SELECTED TEXT:
+ + +

Motion-Robust T2* Quantification from Gradient Echo MRI with Physics-Informed Deep Learning
Journal:
arXiv
Published Date:
Feb 24, 2025
Abstract
Purpose: T2* quantification from gradient echo magnetic resonance imaging is
particularly affected by subject motion due to the high sensitivity to magnetic
field inhomogeneities, which are influenced by motion and might cause signal
loss. Thus, motion correction is crucial to obtain high-quality T2* maps.
Methods: We extend our previously introduced learning-based physics-informed
motion correction method, PHIMO, by utilizing acquisition knowledge to enhance
the reconstruction performance for challenging motion patterns and increase
PHIMO's robustness to varying strengths of magnetic field inhomogeneities
across the brain. We perform comprehensive evaluations regarding motion
detection accuracy and image quality for data with simulated and real motion.

+ + +

DATA UNDER STUDY:
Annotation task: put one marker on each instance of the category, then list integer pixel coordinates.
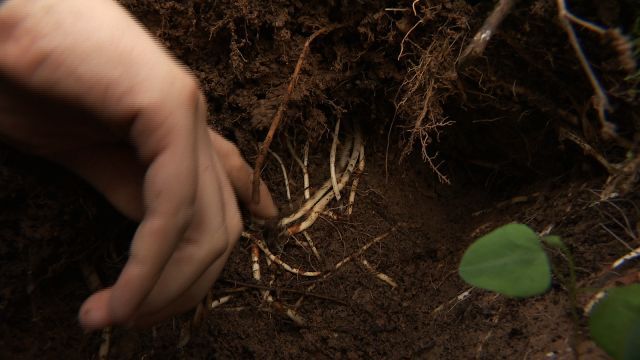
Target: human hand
(82, 84)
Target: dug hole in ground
(433, 144)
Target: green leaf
(614, 322)
(509, 260)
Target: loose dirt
(501, 152)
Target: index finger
(166, 141)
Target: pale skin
(84, 85)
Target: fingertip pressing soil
(491, 130)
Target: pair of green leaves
(511, 261)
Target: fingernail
(88, 319)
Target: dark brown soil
(503, 158)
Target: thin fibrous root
(284, 174)
(311, 245)
(358, 253)
(277, 118)
(601, 100)
(319, 207)
(276, 259)
(332, 161)
(481, 39)
(356, 180)
(381, 276)
(266, 296)
(317, 196)
(628, 257)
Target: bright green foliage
(509, 260)
(615, 322)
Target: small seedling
(511, 260)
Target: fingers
(240, 174)
(189, 298)
(215, 226)
(166, 140)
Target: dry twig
(277, 118)
(303, 166)
(481, 39)
(601, 101)
(332, 161)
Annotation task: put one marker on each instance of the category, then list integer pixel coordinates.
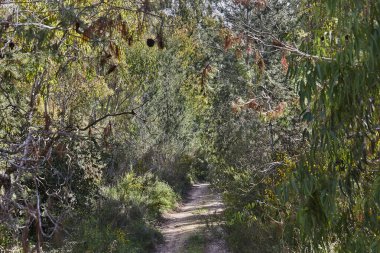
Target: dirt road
(191, 218)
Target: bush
(122, 220)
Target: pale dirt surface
(192, 217)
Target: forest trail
(191, 218)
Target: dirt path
(190, 218)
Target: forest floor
(194, 227)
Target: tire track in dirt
(190, 218)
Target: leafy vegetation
(109, 110)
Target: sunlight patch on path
(190, 218)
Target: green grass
(196, 243)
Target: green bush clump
(146, 193)
(124, 215)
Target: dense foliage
(109, 110)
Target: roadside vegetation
(110, 110)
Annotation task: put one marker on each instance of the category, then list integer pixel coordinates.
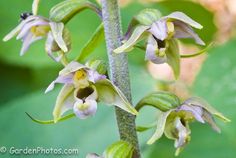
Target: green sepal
(92, 43)
(202, 103)
(112, 95)
(137, 35)
(120, 149)
(197, 53)
(161, 100)
(64, 11)
(66, 117)
(148, 16)
(173, 57)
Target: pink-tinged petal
(86, 109)
(49, 48)
(183, 18)
(183, 30)
(57, 32)
(71, 67)
(68, 79)
(94, 76)
(196, 111)
(159, 29)
(26, 28)
(16, 30)
(183, 133)
(151, 50)
(210, 120)
(27, 41)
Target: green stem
(119, 70)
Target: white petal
(159, 29)
(184, 18)
(68, 79)
(57, 32)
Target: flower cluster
(174, 123)
(83, 88)
(33, 28)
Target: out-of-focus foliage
(216, 83)
(24, 79)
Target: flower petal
(86, 109)
(184, 18)
(202, 103)
(50, 47)
(173, 57)
(65, 101)
(151, 50)
(94, 76)
(196, 111)
(135, 37)
(71, 67)
(16, 30)
(209, 119)
(57, 32)
(27, 27)
(183, 133)
(35, 5)
(27, 41)
(161, 122)
(159, 29)
(110, 94)
(183, 30)
(68, 79)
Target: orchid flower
(174, 123)
(33, 28)
(161, 34)
(83, 88)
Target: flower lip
(84, 93)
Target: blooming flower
(174, 123)
(33, 28)
(83, 88)
(161, 36)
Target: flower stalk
(118, 64)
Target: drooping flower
(83, 88)
(174, 123)
(33, 28)
(161, 33)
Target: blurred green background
(24, 79)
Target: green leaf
(92, 43)
(161, 100)
(148, 16)
(173, 57)
(120, 149)
(65, 10)
(60, 107)
(194, 10)
(161, 122)
(135, 37)
(202, 103)
(110, 94)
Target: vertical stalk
(118, 64)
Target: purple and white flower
(176, 25)
(83, 88)
(174, 123)
(33, 28)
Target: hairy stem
(119, 70)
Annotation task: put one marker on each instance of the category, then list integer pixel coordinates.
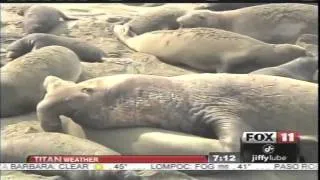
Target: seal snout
(12, 54)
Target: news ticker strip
(159, 166)
(256, 147)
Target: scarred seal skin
(302, 68)
(84, 50)
(157, 19)
(42, 19)
(209, 49)
(22, 78)
(272, 23)
(226, 104)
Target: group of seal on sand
(86, 52)
(194, 104)
(272, 23)
(189, 114)
(210, 50)
(42, 19)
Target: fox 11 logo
(270, 147)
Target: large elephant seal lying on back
(226, 104)
(16, 149)
(272, 23)
(210, 50)
(42, 19)
(302, 68)
(22, 78)
(157, 19)
(85, 51)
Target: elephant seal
(22, 78)
(42, 19)
(271, 23)
(309, 42)
(86, 52)
(210, 50)
(302, 68)
(157, 19)
(16, 149)
(224, 6)
(225, 104)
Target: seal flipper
(66, 18)
(226, 126)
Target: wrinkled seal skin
(226, 104)
(17, 148)
(85, 51)
(302, 68)
(22, 78)
(42, 19)
(309, 42)
(215, 51)
(225, 6)
(159, 19)
(272, 23)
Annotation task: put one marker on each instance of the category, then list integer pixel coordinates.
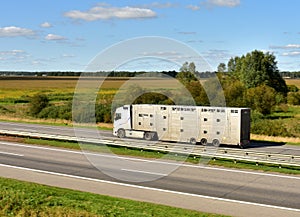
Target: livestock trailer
(192, 124)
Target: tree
(187, 73)
(37, 103)
(261, 99)
(258, 68)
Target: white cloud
(193, 7)
(223, 3)
(46, 25)
(289, 46)
(13, 31)
(52, 37)
(13, 55)
(187, 33)
(158, 5)
(68, 55)
(104, 13)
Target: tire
(203, 141)
(215, 142)
(193, 141)
(148, 136)
(121, 133)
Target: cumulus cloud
(158, 5)
(289, 46)
(52, 37)
(291, 54)
(187, 33)
(223, 3)
(46, 25)
(105, 13)
(13, 31)
(13, 55)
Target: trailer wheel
(121, 133)
(203, 141)
(216, 142)
(148, 136)
(193, 141)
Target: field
(15, 93)
(19, 198)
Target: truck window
(117, 116)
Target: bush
(293, 98)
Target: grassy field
(295, 82)
(19, 198)
(15, 94)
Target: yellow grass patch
(275, 138)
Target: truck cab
(122, 121)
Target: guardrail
(205, 151)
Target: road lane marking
(9, 153)
(153, 161)
(150, 188)
(146, 172)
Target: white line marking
(139, 171)
(9, 153)
(150, 188)
(153, 161)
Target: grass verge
(20, 198)
(154, 154)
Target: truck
(204, 125)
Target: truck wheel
(193, 141)
(203, 141)
(148, 136)
(216, 142)
(121, 133)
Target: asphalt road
(269, 147)
(280, 193)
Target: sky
(65, 35)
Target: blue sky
(66, 35)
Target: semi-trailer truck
(193, 124)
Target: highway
(105, 134)
(212, 189)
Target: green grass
(154, 154)
(18, 198)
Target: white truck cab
(122, 121)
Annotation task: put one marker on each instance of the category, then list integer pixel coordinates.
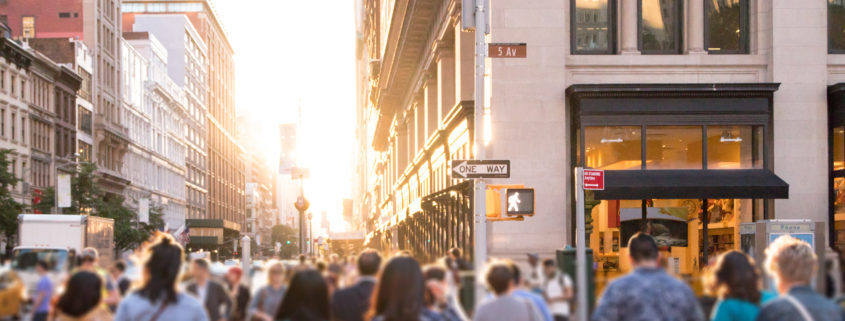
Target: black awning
(696, 184)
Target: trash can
(566, 262)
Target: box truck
(51, 238)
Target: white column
(695, 28)
(629, 27)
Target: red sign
(594, 179)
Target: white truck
(51, 238)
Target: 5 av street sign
(481, 168)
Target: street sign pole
(479, 196)
(580, 246)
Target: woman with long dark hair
(400, 293)
(307, 298)
(736, 283)
(158, 299)
(79, 303)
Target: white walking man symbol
(513, 202)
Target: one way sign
(481, 168)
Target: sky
(287, 52)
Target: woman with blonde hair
(267, 299)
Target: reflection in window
(838, 148)
(592, 21)
(839, 211)
(673, 147)
(836, 25)
(734, 147)
(613, 147)
(725, 24)
(660, 26)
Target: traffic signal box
(517, 201)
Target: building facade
(710, 92)
(97, 24)
(225, 176)
(155, 115)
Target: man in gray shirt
(504, 306)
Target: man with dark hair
(350, 303)
(647, 293)
(213, 295)
(505, 306)
(520, 291)
(557, 289)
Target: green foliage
(88, 198)
(9, 208)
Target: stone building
(717, 93)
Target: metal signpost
(593, 180)
(481, 168)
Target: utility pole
(479, 195)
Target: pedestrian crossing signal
(519, 201)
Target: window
(660, 26)
(593, 26)
(28, 26)
(726, 26)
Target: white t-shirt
(554, 288)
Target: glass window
(673, 147)
(592, 26)
(838, 148)
(726, 26)
(734, 147)
(660, 26)
(836, 25)
(613, 147)
(28, 27)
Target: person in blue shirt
(736, 282)
(43, 293)
(520, 291)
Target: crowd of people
(373, 288)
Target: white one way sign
(481, 168)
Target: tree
(9, 208)
(88, 198)
(288, 237)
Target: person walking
(557, 289)
(79, 303)
(350, 303)
(307, 299)
(238, 292)
(793, 266)
(43, 292)
(438, 299)
(648, 292)
(736, 284)
(267, 299)
(399, 293)
(505, 306)
(520, 291)
(217, 302)
(157, 298)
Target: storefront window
(839, 211)
(838, 148)
(660, 26)
(726, 26)
(734, 147)
(613, 147)
(673, 147)
(592, 26)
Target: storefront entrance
(686, 163)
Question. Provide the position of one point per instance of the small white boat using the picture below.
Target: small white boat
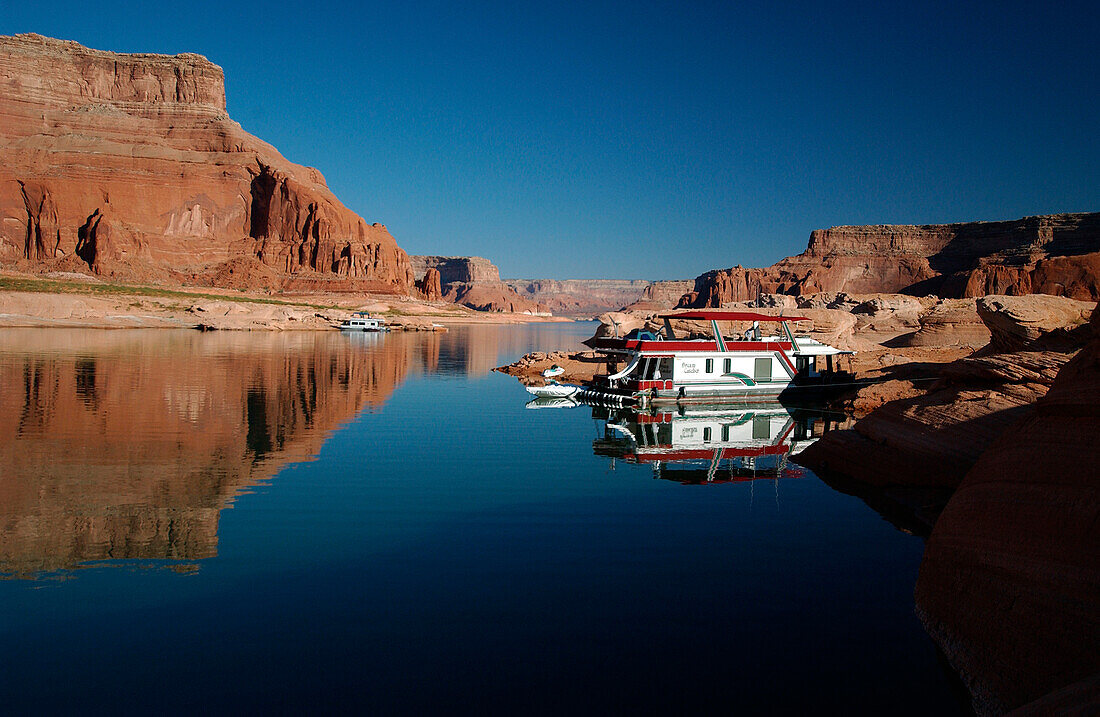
(554, 390)
(363, 321)
(543, 401)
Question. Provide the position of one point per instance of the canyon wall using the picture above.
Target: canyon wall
(471, 280)
(128, 166)
(1057, 254)
(591, 297)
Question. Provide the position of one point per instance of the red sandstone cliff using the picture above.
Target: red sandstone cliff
(1010, 582)
(129, 166)
(471, 280)
(1057, 254)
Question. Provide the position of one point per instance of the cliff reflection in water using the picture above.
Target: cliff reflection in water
(128, 444)
(706, 444)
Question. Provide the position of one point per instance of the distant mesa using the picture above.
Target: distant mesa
(593, 297)
(207, 434)
(1057, 254)
(127, 165)
(473, 282)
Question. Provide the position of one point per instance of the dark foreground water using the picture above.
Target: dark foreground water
(320, 521)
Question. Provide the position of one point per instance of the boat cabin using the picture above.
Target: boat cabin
(363, 321)
(748, 364)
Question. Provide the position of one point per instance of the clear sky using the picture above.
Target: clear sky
(646, 140)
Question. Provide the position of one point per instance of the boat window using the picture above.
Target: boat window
(762, 370)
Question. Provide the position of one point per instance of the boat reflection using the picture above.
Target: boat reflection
(705, 444)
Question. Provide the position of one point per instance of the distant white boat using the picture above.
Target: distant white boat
(363, 321)
(554, 390)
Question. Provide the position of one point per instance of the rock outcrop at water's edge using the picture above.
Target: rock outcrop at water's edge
(128, 166)
(1010, 582)
(1057, 254)
(933, 438)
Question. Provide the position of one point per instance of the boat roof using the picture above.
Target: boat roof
(717, 315)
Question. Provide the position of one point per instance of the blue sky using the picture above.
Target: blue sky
(647, 140)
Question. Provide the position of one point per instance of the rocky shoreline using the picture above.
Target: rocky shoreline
(81, 301)
(978, 432)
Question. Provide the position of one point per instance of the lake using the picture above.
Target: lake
(304, 520)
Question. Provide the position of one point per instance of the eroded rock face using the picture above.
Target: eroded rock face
(1010, 582)
(128, 166)
(473, 282)
(934, 438)
(591, 297)
(429, 285)
(457, 269)
(1018, 321)
(1057, 254)
(952, 322)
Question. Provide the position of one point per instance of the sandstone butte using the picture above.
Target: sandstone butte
(1057, 254)
(129, 166)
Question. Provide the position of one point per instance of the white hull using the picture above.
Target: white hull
(553, 390)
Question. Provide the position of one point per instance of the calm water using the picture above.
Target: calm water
(288, 521)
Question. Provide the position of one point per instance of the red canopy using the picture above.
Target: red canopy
(717, 315)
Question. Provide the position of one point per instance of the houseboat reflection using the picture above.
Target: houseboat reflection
(702, 444)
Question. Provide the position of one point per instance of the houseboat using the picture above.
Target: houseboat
(751, 366)
(363, 321)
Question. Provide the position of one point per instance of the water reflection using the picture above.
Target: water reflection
(125, 445)
(119, 445)
(705, 444)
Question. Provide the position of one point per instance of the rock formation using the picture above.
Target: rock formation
(934, 438)
(127, 165)
(1010, 582)
(473, 282)
(430, 286)
(591, 297)
(1057, 254)
(457, 269)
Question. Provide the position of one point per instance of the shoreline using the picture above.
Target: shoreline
(85, 302)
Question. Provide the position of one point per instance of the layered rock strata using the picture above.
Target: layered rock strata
(128, 166)
(933, 438)
(472, 282)
(1010, 582)
(591, 297)
(1057, 254)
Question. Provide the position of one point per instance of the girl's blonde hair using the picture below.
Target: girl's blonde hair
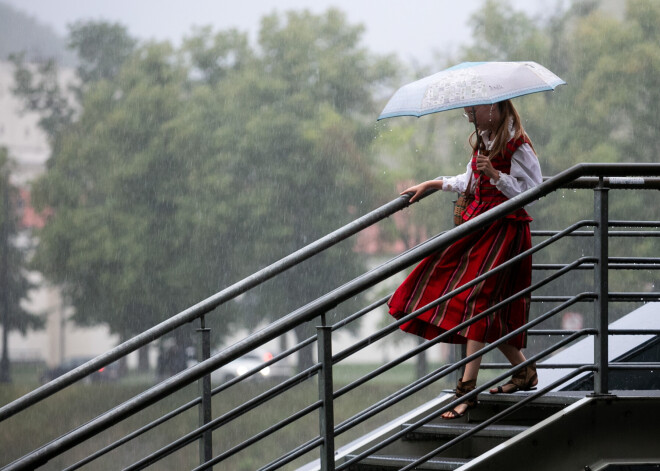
(508, 114)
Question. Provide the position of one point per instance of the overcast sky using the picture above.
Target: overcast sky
(413, 29)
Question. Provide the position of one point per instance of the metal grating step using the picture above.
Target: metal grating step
(391, 462)
(453, 429)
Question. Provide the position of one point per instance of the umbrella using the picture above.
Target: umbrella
(470, 84)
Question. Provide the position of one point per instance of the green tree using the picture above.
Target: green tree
(192, 168)
(14, 282)
(292, 128)
(101, 49)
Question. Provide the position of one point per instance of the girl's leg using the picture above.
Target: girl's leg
(471, 372)
(527, 375)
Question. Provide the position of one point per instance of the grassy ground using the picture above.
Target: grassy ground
(78, 404)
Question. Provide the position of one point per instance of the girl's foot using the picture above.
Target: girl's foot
(462, 389)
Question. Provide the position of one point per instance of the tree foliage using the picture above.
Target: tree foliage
(14, 282)
(185, 170)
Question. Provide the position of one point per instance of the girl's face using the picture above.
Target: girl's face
(488, 116)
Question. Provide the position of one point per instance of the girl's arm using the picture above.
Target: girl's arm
(525, 173)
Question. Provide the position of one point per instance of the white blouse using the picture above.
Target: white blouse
(525, 174)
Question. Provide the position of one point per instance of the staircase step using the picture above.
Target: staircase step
(451, 429)
(387, 462)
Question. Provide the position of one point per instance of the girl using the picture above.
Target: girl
(507, 167)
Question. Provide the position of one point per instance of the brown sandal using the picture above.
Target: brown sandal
(524, 379)
(462, 388)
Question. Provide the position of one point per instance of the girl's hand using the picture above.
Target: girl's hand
(484, 166)
(421, 188)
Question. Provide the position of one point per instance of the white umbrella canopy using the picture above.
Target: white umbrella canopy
(470, 84)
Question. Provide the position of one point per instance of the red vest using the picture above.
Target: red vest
(486, 195)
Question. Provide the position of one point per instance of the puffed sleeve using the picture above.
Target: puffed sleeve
(525, 173)
(457, 183)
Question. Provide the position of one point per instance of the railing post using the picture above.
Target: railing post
(326, 413)
(601, 286)
(205, 416)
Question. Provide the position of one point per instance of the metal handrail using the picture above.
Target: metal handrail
(303, 314)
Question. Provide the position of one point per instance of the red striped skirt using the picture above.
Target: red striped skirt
(458, 264)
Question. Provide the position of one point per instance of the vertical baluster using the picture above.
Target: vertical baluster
(326, 418)
(602, 287)
(205, 416)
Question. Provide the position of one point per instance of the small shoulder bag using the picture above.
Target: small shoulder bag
(461, 204)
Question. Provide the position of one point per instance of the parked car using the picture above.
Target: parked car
(254, 359)
(107, 373)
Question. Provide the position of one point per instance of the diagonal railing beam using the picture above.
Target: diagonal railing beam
(304, 314)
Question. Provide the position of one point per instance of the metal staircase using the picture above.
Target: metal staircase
(418, 439)
(443, 433)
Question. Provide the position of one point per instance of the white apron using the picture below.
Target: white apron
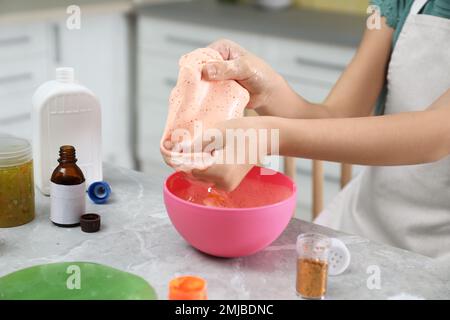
(405, 206)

+ + +

ASSIGNED TASK 1: Translate this sentence from the abstract on motion-robust T2* quantification into Spanish: "Thus, motion correction is crucial to obtain high-quality T2* maps."
ASSIGNED TASK 2: In the abstract on motion-robust T2* quantification, what is the name of the motion correction method that the authors extend?
ASSIGNED TASK 3: Continue the abstract on motion-robust T2* quantification from gradient echo MRI from its last sentence.

FINAL ANSWER 1: Por lo tanto, la corrección del movimiento es crucial para obtener mapas T2* de alta calidad.

FINAL ANSWER 2: PHIMO

FINAL ANSWER 3:
Results: Our extended version of PHIMO outperforms the learning-based
baseline methods both qualitatively and quantitatively with respect to line
detection and image quality. Moreover, PHIMO performs on-par with a
conventional state-of-the-art motion correction method for T2* quantification
from gradient echo MRI, which relies on redundant data acquisition.
Conclusion: PHIMO's competitive motion correction performance, combined with
a reduction in acquisition time by over 40% compared to the state-of-the-art
method, make it a promising solution for motion-robust T2* quantification in
research settings and clinical routine.